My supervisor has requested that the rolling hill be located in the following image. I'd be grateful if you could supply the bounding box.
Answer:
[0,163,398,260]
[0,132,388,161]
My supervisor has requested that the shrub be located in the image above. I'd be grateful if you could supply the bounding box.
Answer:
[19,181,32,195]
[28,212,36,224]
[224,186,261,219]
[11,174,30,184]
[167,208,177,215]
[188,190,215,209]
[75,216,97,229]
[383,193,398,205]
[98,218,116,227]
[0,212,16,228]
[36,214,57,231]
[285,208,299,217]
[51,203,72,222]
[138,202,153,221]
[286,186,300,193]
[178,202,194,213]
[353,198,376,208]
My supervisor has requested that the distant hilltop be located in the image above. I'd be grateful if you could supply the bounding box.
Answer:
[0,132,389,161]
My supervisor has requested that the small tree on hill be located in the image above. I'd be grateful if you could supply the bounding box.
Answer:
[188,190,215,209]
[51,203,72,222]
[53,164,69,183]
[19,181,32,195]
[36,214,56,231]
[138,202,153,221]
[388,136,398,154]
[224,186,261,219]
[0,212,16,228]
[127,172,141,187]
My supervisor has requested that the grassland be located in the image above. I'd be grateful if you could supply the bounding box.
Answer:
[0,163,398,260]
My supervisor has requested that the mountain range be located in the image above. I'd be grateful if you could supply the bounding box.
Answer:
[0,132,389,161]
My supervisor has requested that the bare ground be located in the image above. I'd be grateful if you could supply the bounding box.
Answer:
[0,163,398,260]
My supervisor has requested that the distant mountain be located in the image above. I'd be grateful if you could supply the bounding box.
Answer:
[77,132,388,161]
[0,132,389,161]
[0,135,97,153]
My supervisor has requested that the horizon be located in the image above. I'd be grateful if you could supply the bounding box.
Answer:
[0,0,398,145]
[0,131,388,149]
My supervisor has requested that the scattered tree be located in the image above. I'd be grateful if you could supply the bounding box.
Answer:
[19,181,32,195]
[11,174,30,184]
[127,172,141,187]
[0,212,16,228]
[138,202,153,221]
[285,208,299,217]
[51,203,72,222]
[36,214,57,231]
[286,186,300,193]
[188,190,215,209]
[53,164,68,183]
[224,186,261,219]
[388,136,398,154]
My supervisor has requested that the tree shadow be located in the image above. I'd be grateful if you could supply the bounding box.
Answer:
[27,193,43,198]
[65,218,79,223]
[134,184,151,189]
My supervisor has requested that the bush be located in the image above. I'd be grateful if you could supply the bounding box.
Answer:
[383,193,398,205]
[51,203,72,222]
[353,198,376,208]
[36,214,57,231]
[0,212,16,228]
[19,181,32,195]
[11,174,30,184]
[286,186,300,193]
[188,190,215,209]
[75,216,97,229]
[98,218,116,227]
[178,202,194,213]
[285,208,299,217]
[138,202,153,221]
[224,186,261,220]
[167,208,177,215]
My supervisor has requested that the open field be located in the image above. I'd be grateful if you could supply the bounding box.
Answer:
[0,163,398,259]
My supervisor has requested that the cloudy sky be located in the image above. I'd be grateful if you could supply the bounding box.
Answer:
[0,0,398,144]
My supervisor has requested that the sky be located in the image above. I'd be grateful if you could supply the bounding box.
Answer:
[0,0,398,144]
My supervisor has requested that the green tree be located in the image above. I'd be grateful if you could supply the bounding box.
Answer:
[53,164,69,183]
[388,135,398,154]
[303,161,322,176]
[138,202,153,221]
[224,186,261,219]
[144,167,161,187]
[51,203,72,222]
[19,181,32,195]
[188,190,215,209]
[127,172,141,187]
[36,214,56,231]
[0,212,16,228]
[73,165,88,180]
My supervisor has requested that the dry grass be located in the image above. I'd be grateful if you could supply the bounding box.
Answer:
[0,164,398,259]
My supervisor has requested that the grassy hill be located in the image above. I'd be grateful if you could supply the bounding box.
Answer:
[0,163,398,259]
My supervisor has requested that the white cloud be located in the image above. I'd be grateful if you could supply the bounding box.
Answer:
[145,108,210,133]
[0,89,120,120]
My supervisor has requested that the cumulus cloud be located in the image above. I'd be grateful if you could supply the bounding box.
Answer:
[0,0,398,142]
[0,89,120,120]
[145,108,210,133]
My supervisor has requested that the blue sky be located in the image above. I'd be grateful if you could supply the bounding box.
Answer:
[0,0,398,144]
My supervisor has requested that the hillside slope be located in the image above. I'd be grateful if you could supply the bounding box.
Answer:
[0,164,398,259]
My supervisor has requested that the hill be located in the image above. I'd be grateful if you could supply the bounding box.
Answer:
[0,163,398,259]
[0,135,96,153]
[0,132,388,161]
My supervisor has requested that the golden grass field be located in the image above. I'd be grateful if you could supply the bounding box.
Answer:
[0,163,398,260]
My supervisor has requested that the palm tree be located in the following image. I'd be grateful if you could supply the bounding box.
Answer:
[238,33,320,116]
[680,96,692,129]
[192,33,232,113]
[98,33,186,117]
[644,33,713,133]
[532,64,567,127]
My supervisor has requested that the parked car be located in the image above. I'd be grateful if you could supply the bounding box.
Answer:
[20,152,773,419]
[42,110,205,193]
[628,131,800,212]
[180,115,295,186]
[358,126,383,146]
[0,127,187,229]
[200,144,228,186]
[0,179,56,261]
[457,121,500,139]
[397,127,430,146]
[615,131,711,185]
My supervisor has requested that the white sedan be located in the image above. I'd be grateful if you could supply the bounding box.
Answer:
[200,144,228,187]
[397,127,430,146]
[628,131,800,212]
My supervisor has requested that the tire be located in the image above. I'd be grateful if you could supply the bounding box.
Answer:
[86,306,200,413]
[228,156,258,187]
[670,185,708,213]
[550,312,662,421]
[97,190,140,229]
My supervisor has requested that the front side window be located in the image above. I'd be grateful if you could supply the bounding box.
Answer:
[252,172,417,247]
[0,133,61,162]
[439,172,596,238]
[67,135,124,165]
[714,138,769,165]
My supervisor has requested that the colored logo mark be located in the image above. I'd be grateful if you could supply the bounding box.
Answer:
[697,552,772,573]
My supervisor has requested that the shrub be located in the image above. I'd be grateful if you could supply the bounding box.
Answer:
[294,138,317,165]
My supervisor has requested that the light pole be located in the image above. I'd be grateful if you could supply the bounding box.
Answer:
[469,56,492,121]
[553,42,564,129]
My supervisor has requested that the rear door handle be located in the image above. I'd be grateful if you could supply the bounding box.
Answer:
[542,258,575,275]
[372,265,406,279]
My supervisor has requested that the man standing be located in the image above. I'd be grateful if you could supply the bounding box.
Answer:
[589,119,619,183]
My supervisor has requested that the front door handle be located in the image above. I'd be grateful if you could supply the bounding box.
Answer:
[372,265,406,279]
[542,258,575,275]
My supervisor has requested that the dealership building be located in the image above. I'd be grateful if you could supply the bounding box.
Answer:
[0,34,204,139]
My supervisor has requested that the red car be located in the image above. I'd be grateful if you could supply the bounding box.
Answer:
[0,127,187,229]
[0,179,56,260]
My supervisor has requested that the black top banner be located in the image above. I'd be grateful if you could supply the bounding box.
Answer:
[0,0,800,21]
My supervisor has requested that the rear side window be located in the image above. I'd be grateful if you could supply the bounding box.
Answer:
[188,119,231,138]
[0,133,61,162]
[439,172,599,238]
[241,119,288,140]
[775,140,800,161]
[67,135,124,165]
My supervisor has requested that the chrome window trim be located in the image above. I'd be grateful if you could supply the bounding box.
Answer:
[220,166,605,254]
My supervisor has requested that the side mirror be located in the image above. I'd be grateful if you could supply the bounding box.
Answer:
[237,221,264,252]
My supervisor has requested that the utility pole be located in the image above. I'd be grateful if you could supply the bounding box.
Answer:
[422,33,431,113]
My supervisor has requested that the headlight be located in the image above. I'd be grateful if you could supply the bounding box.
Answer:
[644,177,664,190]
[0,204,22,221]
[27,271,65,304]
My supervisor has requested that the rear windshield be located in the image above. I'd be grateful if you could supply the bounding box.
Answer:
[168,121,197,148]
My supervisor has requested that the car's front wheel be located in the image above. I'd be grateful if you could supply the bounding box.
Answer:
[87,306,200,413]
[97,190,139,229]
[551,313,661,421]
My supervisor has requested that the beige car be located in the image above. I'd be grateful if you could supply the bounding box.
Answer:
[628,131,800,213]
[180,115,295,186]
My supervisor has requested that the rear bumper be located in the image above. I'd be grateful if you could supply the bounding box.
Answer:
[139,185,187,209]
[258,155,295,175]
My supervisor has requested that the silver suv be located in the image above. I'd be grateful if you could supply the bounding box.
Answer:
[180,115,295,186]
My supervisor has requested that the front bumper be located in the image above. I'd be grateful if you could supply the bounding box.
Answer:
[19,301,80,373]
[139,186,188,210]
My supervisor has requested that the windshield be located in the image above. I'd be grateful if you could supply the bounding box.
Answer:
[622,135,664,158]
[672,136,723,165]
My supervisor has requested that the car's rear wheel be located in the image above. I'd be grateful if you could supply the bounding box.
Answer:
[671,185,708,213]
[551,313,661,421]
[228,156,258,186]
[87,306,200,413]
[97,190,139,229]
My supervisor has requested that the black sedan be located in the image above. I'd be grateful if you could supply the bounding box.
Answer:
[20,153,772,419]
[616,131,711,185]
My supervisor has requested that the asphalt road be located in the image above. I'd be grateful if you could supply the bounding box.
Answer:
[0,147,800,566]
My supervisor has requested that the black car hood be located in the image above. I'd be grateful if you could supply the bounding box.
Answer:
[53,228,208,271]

--*--

WHAT NEEDS TO BE DONE
Reproduce word for word the lines above, starting at the line containing "My supervisor has requested that the parked" and ending at the line containing "[200,144,228,186]", with both of those lines included.

WRITTEN SOLUTION
My supervisor has requested that the parked car be located in the image above. I'd be grateful if you could supply the bounding box.
Answer:
[20,152,773,419]
[42,110,205,193]
[628,131,800,212]
[180,115,295,186]
[358,126,383,146]
[0,127,187,229]
[200,144,228,186]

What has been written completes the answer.